— START —

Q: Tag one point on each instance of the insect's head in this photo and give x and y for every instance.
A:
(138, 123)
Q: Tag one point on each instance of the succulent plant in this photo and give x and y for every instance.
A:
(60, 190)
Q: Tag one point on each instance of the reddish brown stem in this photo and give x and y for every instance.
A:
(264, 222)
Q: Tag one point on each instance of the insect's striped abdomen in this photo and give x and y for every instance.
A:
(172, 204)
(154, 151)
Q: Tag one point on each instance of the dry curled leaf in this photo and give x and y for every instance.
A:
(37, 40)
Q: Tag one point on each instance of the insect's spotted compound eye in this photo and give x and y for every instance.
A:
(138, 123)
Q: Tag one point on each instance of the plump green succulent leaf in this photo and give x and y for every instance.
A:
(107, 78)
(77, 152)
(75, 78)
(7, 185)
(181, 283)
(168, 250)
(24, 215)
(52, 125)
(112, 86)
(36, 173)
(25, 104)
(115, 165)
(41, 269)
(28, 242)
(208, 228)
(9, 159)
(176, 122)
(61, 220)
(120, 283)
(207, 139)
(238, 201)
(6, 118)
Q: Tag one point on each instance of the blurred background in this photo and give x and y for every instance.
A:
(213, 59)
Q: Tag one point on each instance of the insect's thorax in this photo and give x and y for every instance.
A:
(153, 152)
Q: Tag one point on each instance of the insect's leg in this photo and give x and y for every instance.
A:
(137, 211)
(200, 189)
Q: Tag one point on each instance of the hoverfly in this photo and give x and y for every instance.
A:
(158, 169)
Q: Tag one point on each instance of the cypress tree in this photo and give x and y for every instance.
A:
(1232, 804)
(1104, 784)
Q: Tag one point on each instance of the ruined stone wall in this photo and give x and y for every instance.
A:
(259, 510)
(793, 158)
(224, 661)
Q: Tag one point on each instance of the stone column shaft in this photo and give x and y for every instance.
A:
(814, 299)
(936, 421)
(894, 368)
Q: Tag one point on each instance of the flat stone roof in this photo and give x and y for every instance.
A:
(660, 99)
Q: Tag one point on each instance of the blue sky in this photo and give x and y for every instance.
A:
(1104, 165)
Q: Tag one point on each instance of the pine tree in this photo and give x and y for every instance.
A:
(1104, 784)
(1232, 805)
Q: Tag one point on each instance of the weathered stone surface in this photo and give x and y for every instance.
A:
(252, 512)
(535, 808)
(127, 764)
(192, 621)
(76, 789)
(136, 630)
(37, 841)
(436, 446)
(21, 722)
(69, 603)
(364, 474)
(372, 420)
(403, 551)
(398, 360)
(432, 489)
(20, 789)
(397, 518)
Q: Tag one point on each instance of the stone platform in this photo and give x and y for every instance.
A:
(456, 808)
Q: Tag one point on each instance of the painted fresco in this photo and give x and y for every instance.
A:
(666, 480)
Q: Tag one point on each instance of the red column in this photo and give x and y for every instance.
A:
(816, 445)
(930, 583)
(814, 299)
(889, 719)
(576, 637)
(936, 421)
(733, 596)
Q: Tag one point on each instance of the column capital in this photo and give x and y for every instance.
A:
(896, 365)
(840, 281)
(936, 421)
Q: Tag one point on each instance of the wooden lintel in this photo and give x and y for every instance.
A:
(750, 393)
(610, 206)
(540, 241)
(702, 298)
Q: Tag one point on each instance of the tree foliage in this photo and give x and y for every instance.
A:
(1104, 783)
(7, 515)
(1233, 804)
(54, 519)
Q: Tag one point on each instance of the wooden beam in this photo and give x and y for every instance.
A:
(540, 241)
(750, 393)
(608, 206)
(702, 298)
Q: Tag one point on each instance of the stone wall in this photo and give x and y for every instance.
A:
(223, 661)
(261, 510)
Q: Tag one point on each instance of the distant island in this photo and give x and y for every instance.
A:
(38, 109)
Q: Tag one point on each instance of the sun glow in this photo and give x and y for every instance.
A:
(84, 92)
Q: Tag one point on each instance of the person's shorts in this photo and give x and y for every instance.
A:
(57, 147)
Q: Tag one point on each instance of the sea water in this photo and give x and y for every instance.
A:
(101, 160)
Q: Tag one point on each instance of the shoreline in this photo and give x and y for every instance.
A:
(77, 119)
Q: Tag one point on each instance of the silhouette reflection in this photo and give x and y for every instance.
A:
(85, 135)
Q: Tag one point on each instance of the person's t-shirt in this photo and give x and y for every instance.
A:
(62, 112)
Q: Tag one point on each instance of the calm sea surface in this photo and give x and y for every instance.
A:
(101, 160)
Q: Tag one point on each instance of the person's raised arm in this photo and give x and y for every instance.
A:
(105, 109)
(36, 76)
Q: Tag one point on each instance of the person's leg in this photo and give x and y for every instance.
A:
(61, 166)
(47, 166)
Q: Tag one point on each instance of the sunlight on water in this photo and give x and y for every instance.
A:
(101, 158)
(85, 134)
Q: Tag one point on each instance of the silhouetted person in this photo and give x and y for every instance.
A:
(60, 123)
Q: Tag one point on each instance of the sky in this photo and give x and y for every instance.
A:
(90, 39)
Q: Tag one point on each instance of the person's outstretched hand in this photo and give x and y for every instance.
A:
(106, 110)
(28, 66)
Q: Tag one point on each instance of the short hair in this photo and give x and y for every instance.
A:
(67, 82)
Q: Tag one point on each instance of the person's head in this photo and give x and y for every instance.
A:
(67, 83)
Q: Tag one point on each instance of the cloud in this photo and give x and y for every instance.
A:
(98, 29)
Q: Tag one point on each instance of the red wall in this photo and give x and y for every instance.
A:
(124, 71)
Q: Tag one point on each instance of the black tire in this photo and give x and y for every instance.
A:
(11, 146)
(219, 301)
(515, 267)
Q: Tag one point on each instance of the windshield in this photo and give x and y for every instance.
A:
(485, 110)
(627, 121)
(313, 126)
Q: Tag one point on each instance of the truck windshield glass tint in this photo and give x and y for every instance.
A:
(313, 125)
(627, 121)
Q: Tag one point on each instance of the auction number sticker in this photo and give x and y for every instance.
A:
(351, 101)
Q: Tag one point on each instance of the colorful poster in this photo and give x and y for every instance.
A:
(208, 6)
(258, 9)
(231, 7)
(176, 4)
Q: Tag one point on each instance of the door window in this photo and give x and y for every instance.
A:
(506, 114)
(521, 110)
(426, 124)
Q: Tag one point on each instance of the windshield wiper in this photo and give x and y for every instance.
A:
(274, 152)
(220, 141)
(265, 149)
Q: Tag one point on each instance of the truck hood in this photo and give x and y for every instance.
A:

— END —
— START —

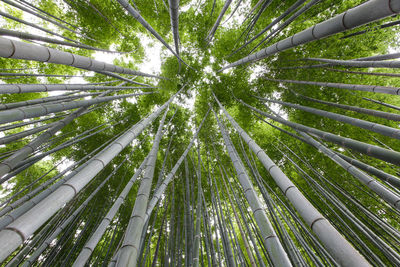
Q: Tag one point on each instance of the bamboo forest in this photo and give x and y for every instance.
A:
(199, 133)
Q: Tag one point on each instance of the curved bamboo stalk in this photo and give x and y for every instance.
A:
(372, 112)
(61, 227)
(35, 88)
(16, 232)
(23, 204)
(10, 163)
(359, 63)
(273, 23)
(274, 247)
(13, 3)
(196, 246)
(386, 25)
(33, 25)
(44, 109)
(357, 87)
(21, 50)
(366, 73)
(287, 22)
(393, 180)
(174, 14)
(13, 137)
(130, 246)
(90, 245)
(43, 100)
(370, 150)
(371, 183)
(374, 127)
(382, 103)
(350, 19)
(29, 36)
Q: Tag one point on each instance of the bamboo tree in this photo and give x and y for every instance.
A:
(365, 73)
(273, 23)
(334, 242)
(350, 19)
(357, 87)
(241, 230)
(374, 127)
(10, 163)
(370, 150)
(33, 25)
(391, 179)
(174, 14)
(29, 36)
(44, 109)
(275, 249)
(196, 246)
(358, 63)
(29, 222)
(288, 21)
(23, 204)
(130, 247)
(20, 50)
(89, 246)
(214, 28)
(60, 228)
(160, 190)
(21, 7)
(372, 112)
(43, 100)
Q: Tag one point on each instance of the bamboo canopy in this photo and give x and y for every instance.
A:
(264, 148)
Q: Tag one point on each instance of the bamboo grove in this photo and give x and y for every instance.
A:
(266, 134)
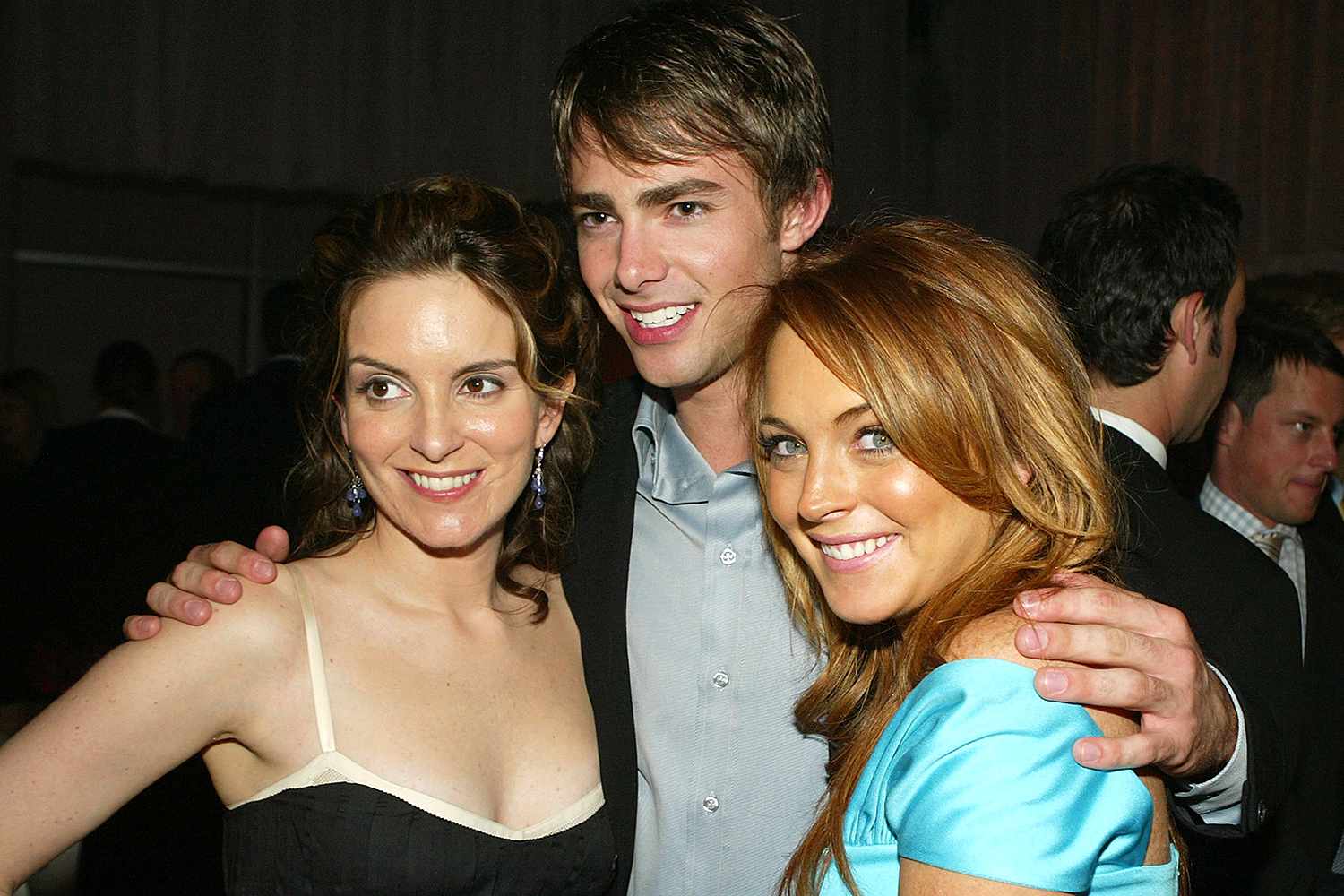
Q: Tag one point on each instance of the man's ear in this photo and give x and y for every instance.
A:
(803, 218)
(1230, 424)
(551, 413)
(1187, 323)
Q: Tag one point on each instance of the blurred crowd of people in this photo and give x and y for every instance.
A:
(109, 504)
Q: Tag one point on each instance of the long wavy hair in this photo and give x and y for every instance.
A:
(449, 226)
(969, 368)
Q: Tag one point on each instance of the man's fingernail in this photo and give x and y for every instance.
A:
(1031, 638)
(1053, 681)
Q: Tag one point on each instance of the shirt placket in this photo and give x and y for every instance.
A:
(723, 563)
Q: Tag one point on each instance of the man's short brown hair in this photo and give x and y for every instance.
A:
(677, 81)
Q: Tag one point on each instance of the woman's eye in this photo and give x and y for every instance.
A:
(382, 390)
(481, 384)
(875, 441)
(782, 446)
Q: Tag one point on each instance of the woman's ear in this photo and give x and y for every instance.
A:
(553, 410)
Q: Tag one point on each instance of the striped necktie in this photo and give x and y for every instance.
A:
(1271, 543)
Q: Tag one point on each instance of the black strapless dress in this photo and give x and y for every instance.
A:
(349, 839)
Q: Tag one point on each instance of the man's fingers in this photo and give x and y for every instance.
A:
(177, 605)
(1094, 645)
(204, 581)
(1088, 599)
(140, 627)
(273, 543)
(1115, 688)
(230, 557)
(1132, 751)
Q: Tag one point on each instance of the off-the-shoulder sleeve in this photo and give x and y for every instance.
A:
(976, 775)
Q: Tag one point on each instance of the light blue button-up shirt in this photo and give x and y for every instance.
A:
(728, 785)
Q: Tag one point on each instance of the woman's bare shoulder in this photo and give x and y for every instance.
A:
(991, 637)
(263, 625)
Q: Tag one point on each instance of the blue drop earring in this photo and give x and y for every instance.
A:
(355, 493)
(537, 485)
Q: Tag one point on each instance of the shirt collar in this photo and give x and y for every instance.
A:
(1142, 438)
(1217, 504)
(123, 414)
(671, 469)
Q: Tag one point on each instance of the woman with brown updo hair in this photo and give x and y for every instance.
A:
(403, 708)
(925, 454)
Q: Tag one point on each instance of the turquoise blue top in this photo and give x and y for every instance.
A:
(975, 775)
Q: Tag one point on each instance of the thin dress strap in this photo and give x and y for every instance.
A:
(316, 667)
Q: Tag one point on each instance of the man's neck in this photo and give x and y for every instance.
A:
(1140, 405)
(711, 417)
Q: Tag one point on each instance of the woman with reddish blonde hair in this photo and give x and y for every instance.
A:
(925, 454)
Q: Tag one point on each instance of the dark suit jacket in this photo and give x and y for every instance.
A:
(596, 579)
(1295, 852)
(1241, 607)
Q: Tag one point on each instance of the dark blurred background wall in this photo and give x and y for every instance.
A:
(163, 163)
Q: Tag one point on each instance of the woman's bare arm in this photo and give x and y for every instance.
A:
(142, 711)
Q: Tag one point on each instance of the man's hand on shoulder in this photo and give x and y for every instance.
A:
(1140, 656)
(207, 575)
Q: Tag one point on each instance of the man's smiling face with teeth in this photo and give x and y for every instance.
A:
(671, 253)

— END —
— START —

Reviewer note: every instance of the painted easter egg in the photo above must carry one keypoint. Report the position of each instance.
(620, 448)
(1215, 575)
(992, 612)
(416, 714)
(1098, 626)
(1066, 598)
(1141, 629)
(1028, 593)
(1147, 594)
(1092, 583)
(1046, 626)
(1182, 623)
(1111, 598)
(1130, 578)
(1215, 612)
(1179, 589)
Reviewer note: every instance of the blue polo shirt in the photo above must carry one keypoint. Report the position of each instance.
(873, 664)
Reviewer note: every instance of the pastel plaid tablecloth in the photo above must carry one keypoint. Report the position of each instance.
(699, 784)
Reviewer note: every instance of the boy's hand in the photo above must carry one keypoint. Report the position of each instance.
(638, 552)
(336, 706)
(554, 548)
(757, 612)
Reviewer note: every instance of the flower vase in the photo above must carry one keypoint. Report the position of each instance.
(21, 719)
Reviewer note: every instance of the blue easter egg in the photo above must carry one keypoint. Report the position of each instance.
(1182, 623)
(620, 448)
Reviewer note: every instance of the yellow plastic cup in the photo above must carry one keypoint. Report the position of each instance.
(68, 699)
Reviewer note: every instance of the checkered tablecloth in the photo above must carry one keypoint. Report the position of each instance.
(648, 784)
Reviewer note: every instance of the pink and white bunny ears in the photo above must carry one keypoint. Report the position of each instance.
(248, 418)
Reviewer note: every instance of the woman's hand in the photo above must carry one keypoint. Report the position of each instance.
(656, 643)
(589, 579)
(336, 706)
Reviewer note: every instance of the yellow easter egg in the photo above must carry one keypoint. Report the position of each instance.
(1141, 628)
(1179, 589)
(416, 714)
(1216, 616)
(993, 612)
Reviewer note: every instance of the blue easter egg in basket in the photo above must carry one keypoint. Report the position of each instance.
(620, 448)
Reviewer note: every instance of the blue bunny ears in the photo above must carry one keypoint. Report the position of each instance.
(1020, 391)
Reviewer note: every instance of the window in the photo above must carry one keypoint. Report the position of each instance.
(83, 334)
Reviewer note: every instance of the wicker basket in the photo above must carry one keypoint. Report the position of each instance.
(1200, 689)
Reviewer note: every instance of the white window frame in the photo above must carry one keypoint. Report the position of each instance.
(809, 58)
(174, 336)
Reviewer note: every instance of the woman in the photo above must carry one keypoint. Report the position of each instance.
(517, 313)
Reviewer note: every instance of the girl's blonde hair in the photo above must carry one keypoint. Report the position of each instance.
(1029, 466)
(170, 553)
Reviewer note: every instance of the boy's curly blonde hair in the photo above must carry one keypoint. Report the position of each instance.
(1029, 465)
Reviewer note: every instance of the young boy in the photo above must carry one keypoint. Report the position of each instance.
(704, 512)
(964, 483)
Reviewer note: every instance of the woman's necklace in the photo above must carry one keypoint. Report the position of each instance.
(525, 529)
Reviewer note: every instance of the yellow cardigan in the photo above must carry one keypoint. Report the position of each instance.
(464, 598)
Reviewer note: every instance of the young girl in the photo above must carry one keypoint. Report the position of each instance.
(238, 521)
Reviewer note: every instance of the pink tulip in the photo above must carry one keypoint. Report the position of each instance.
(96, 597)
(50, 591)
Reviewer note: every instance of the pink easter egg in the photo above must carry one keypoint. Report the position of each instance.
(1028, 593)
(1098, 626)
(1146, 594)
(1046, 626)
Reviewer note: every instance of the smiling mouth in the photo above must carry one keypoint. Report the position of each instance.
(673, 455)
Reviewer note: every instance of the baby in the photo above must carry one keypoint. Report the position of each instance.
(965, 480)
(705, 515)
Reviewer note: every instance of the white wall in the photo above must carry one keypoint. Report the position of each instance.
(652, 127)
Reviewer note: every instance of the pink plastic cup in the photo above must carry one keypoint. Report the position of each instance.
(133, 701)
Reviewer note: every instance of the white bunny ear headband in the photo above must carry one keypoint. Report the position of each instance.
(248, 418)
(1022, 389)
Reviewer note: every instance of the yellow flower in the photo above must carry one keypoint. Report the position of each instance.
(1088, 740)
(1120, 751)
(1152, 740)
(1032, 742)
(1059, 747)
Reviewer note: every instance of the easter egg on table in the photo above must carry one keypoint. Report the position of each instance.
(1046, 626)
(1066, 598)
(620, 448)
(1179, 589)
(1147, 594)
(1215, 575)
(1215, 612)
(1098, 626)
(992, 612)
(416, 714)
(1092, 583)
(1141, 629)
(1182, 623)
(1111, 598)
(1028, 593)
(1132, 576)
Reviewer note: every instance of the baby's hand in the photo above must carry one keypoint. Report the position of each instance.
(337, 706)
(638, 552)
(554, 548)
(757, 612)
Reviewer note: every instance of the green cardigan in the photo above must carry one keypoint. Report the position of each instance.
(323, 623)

— END —

TASK OBJECTIVE. Copy the material word for word, from the line containing "Q: Tag one point on each instance of the bamboo grove" through the line containing "(1187, 323)", both included. Omit the pictures.

RESULT OF THE EXERCISE.
Q: Tag one point on each instance of the bamboo grove in this photo and give x and y for every instance.
A:
(266, 134)
Q: Tag one point on each instance of the man's ear in this photo and give x and y for every instance.
A:
(803, 218)
(1230, 424)
(551, 413)
(1187, 323)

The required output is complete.